### To be done
Reproduce the lines from the one containing "window, that would help a great deal." through the end of the records, inclusive, replacing "minivan" with "passenger van" and leaving everything else unchanged.

### Supplied records
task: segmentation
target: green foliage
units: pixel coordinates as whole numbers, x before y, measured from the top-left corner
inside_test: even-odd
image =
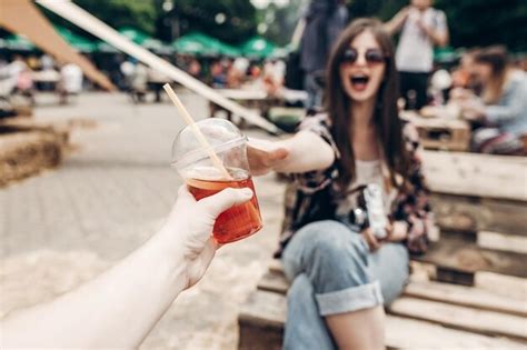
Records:
[[[222,23],[216,21],[220,13]],[[167,17],[176,18],[180,34],[201,31],[230,43],[256,34],[256,9],[249,0],[177,0]]]
[[[116,29],[130,26],[148,34],[155,34],[158,17],[156,0],[73,0],[73,2]]]

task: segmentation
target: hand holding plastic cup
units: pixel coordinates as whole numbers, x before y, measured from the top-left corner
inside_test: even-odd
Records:
[[[172,166],[183,178],[190,193],[200,200],[229,187],[250,188],[255,192],[247,161],[247,138],[238,128],[216,118],[198,121],[195,126],[217,156],[221,168],[215,164],[192,128],[182,129],[172,146]],[[229,243],[251,236],[261,227],[255,193],[250,201],[223,211],[216,220],[212,234],[217,242]]]

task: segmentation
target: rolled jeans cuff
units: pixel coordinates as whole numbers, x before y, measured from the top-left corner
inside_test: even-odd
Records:
[[[334,292],[315,294],[320,316],[354,312],[384,303],[379,281]]]

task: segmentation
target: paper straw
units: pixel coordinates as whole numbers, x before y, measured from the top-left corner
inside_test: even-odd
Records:
[[[166,83],[165,86],[162,86],[162,88],[165,89],[165,91],[167,91],[168,97],[170,98],[170,100],[172,100],[172,103],[176,106],[176,108],[178,109],[181,117],[183,117],[185,122],[187,123],[187,126],[189,126],[190,129],[192,130],[192,132],[195,133],[195,136],[198,139],[199,143],[201,143],[201,147],[208,153],[208,156],[209,156],[210,160],[212,161],[212,163],[215,164],[215,167],[223,174],[223,177],[226,177],[227,180],[232,179],[232,177],[229,174],[227,169],[225,169],[223,164],[221,163],[221,160],[219,159],[218,154],[216,154],[216,152],[212,150],[212,147],[210,147],[209,142],[207,141],[205,136],[201,133],[201,130],[199,130],[199,128],[196,124],[196,122],[193,121],[192,117],[190,117],[190,114],[187,111],[187,109],[185,108],[183,103],[181,103],[181,101],[179,100],[176,92],[173,92],[170,84]]]

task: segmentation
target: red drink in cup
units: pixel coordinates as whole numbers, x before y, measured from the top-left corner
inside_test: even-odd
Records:
[[[262,228],[262,222],[249,174],[246,138],[238,128],[223,119],[209,118],[197,122],[197,126],[220,159],[222,168],[218,169],[218,164],[213,164],[188,128],[178,134],[173,143],[173,166],[197,200],[229,187],[250,188],[255,196],[248,202],[223,211],[216,220],[212,232],[219,243],[249,237]]]

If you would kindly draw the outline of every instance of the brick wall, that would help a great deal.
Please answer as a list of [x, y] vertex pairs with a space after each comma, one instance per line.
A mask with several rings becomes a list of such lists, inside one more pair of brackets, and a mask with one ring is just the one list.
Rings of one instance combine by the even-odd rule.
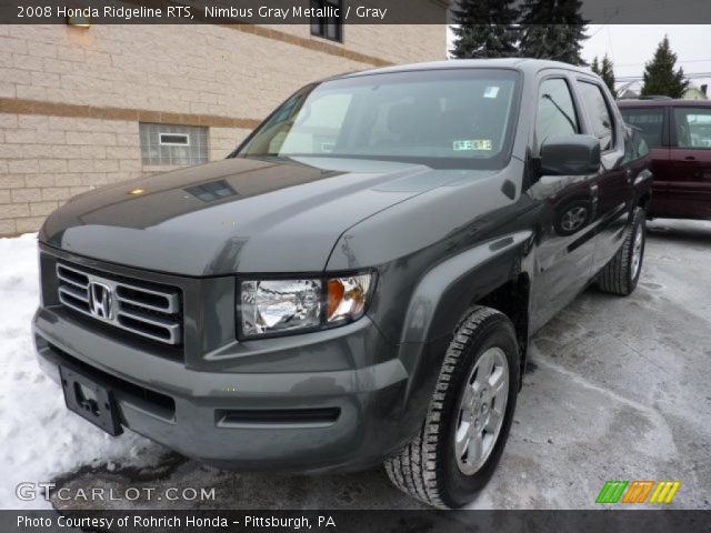
[[344, 30], [339, 44], [301, 26], [0, 26], [0, 235], [37, 231], [90, 188], [169, 170], [142, 165], [141, 120], [208, 125], [217, 160], [310, 81], [444, 57], [443, 26]]

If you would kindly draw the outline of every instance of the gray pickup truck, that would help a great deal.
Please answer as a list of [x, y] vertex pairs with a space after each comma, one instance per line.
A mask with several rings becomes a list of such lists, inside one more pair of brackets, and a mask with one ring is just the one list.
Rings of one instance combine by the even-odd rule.
[[531, 335], [625, 295], [651, 174], [601, 80], [448, 61], [310, 84], [228, 159], [42, 228], [39, 361], [67, 406], [233, 470], [379, 463], [457, 507], [507, 441]]

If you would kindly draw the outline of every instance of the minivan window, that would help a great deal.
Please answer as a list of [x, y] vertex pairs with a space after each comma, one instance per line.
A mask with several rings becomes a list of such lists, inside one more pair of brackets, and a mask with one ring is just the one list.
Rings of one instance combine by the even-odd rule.
[[662, 145], [664, 110], [662, 108], [621, 108], [624, 121], [641, 131], [649, 148]]
[[679, 147], [711, 149], [711, 109], [674, 108], [674, 122]]
[[592, 134], [600, 141], [601, 150], [610, 150], [613, 142], [612, 115], [608, 102], [602, 94], [602, 88], [595, 83], [579, 81], [580, 98], [585, 109]]
[[578, 117], [565, 80], [554, 78], [541, 83], [535, 115], [535, 140], [540, 147], [545, 139], [558, 134], [579, 133]]
[[500, 168], [510, 152], [518, 84], [519, 74], [505, 69], [326, 81], [287, 100], [237, 155]]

### Response to the task
If you would kindly draw the outline of every instance of the passenger van window, that would help a great deal.
Please answer as a list of [x, y] vertex pairs with a space after each comma, one instance per line.
A mask with several rings becomes a list of such lists, inside one more pair of brackets, and a mask with one ring is just the one list.
Rings of one instance combine by the even-odd rule.
[[662, 145], [664, 110], [662, 108], [621, 108], [624, 121], [641, 131], [649, 148]]
[[679, 147], [711, 149], [711, 109], [674, 108], [674, 122]]
[[592, 134], [600, 141], [601, 150], [610, 150], [613, 142], [612, 115], [608, 102], [602, 94], [602, 88], [595, 83], [579, 81], [580, 98], [585, 109]]
[[578, 117], [565, 80], [554, 78], [541, 83], [535, 115], [535, 140], [540, 147], [545, 139], [558, 134], [579, 133]]
[[500, 168], [510, 152], [518, 84], [519, 74], [505, 69], [326, 81], [287, 100], [237, 155]]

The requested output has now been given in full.